Work to be completed: Transcribe the entries below exactly.

Data extracted from a collection:
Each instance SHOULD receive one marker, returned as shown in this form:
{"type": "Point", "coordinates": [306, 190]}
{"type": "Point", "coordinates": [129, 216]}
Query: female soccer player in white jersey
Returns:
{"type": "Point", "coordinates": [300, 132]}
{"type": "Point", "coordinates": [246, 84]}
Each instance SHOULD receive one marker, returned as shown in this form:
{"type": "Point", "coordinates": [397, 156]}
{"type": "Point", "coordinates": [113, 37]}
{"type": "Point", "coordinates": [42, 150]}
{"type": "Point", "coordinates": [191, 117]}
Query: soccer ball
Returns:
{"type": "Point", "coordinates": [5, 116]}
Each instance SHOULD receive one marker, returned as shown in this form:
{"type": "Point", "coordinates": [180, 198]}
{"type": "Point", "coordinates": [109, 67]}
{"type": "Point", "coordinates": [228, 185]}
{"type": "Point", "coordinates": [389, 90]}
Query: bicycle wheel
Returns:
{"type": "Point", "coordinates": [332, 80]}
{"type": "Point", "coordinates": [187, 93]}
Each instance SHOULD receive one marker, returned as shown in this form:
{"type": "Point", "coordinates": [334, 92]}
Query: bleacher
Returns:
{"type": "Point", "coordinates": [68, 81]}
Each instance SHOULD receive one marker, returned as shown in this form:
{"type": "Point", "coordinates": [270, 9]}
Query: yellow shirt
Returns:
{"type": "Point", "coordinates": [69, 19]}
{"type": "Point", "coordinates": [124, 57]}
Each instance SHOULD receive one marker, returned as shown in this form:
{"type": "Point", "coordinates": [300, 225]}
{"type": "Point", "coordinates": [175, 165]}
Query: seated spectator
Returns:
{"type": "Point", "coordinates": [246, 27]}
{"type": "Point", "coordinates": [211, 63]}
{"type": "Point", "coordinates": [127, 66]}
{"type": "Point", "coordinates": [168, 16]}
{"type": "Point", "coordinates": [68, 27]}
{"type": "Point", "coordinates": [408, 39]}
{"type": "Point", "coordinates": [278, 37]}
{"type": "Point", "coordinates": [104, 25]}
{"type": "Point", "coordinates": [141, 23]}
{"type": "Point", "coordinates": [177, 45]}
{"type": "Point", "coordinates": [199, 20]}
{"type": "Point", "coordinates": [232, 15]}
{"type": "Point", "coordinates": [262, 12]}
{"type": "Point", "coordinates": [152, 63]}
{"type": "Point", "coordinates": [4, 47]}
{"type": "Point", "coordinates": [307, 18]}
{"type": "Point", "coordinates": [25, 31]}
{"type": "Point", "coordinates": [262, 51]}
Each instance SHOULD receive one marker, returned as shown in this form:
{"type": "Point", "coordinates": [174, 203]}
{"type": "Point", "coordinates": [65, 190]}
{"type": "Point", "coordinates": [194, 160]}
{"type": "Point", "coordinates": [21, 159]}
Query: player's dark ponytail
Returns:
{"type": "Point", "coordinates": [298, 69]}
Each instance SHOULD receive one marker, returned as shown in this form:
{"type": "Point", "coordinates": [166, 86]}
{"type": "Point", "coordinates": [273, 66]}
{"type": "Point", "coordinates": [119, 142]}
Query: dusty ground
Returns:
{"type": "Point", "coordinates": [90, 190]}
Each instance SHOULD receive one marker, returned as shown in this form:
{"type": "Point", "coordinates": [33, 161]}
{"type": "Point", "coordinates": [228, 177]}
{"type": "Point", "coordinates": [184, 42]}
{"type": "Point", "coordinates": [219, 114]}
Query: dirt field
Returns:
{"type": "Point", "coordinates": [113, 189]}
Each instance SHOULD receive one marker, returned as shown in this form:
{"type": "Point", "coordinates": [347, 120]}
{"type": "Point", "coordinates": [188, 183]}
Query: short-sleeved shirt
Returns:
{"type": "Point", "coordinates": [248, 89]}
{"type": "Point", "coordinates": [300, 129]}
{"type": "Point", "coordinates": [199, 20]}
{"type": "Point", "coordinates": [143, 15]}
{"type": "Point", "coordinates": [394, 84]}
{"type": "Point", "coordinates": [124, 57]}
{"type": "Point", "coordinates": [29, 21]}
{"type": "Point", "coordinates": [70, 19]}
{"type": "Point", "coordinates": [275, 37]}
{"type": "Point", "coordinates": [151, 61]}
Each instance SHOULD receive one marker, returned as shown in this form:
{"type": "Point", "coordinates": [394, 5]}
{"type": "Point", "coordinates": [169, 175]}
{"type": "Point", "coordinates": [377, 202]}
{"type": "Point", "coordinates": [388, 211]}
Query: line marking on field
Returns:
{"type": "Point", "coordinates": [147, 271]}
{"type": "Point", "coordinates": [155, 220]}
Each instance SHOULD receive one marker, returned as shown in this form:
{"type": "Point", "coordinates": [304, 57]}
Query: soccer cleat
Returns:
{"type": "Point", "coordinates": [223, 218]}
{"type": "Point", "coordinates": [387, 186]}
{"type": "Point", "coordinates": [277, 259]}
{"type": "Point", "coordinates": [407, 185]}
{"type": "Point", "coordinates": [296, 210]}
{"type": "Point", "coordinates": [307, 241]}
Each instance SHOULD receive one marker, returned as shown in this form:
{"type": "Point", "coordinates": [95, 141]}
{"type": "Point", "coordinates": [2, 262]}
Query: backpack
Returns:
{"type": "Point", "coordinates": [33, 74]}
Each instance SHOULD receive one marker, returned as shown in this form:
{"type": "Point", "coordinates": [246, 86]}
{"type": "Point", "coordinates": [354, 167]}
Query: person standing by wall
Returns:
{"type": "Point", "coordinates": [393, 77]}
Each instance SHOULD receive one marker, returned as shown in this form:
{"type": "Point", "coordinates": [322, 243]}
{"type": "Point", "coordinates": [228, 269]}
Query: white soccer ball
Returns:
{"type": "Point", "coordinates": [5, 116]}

Reply:
Each instance SHOULD receive one marker, returned as shown in this form:
{"type": "Point", "coordinates": [306, 190]}
{"type": "Point", "coordinates": [129, 216]}
Query: female soccer player in white jersey
Returns:
{"type": "Point", "coordinates": [300, 132]}
{"type": "Point", "coordinates": [246, 84]}
Each instance SHOULD receive one marker, returned as shown in this form:
{"type": "Point", "coordinates": [397, 156]}
{"type": "Point", "coordinates": [113, 37]}
{"type": "Point", "coordinates": [42, 150]}
{"type": "Point", "coordinates": [191, 117]}
Query: soccer ball
Returns:
{"type": "Point", "coordinates": [5, 116]}
Each instance SHOULD receive one marker, returned as shown in this form:
{"type": "Point", "coordinates": [180, 198]}
{"type": "Point", "coordinates": [109, 67]}
{"type": "Point", "coordinates": [228, 185]}
{"type": "Point", "coordinates": [389, 90]}
Query: bicycle wheel
Returns:
{"type": "Point", "coordinates": [332, 80]}
{"type": "Point", "coordinates": [187, 93]}
Each instance SHOULD receive one marker, returned as shown in this form:
{"type": "Point", "coordinates": [334, 92]}
Query: bleacher
Returns:
{"type": "Point", "coordinates": [68, 81]}
Each instance SHOULD receive one marker, returned as shown in this form:
{"type": "Point", "coordinates": [270, 9]}
Query: yellow shirt
Returns:
{"type": "Point", "coordinates": [69, 19]}
{"type": "Point", "coordinates": [124, 57]}
Each instance SHOULD receive one marker, returned as shown in this form:
{"type": "Point", "coordinates": [300, 225]}
{"type": "Point", "coordinates": [175, 165]}
Query: seated spectator
Returns:
{"type": "Point", "coordinates": [246, 27]}
{"type": "Point", "coordinates": [211, 63]}
{"type": "Point", "coordinates": [127, 66]}
{"type": "Point", "coordinates": [168, 16]}
{"type": "Point", "coordinates": [68, 27]}
{"type": "Point", "coordinates": [408, 39]}
{"type": "Point", "coordinates": [278, 37]}
{"type": "Point", "coordinates": [104, 25]}
{"type": "Point", "coordinates": [141, 23]}
{"type": "Point", "coordinates": [177, 45]}
{"type": "Point", "coordinates": [199, 20]}
{"type": "Point", "coordinates": [232, 15]}
{"type": "Point", "coordinates": [262, 12]}
{"type": "Point", "coordinates": [152, 63]}
{"type": "Point", "coordinates": [4, 47]}
{"type": "Point", "coordinates": [307, 18]}
{"type": "Point", "coordinates": [25, 31]}
{"type": "Point", "coordinates": [262, 51]}
Each instance SHOULD receive one marker, returned as shown in this form:
{"type": "Point", "coordinates": [174, 203]}
{"type": "Point", "coordinates": [65, 190]}
{"type": "Point", "coordinates": [194, 160]}
{"type": "Point", "coordinates": [21, 159]}
Query: player's dark ponytail
Returns:
{"type": "Point", "coordinates": [298, 69]}
Each instance SHOULD receive one marker, returned as shown in this form:
{"type": "Point", "coordinates": [166, 86]}
{"type": "Point", "coordinates": [273, 66]}
{"type": "Point", "coordinates": [119, 142]}
Query: dusty ground
Returns:
{"type": "Point", "coordinates": [90, 190]}
Each instance SHOULD receive one marker, returned as shown in this form:
{"type": "Point", "coordinates": [33, 161]}
{"type": "Point", "coordinates": [228, 177]}
{"type": "Point", "coordinates": [184, 42]}
{"type": "Point", "coordinates": [219, 114]}
Query: dirt field
Returns:
{"type": "Point", "coordinates": [113, 189]}
Each instance SHOULD receive one marker, returned as shown in this form:
{"type": "Point", "coordinates": [347, 120]}
{"type": "Point", "coordinates": [188, 183]}
Query: short-sleeved shirt
Returns:
{"type": "Point", "coordinates": [248, 89]}
{"type": "Point", "coordinates": [300, 129]}
{"type": "Point", "coordinates": [199, 20]}
{"type": "Point", "coordinates": [143, 15]}
{"type": "Point", "coordinates": [394, 84]}
{"type": "Point", "coordinates": [124, 57]}
{"type": "Point", "coordinates": [29, 21]}
{"type": "Point", "coordinates": [70, 19]}
{"type": "Point", "coordinates": [275, 37]}
{"type": "Point", "coordinates": [151, 61]}
Each instance SHOULD receive one marker, returned as shown in this form:
{"type": "Point", "coordinates": [394, 5]}
{"type": "Point", "coordinates": [169, 175]}
{"type": "Point", "coordinates": [377, 202]}
{"type": "Point", "coordinates": [388, 211]}
Query: line marking on field
Returns:
{"type": "Point", "coordinates": [147, 271]}
{"type": "Point", "coordinates": [155, 220]}
Each instance SHOULD receive one marker, returned as shown in this form:
{"type": "Point", "coordinates": [304, 57]}
Query: soccer cleat
Returns:
{"type": "Point", "coordinates": [223, 218]}
{"type": "Point", "coordinates": [387, 186]}
{"type": "Point", "coordinates": [277, 259]}
{"type": "Point", "coordinates": [407, 185]}
{"type": "Point", "coordinates": [296, 210]}
{"type": "Point", "coordinates": [307, 241]}
Each instance SHOULD receive one marker, returned as shown in this form:
{"type": "Point", "coordinates": [95, 141]}
{"type": "Point", "coordinates": [2, 262]}
Query: backpack
Returns:
{"type": "Point", "coordinates": [33, 74]}
Each instance SHOULD receive one marker, returned as shown in this form:
{"type": "Point", "coordinates": [246, 86]}
{"type": "Point", "coordinates": [354, 167]}
Query: person standing by wall
Returns:
{"type": "Point", "coordinates": [393, 77]}
Each instance SHOULD receive one marker, returned as shown in this form:
{"type": "Point", "coordinates": [322, 243]}
{"type": "Point", "coordinates": [228, 269]}
Query: white soccer ball
Returns:
{"type": "Point", "coordinates": [5, 116]}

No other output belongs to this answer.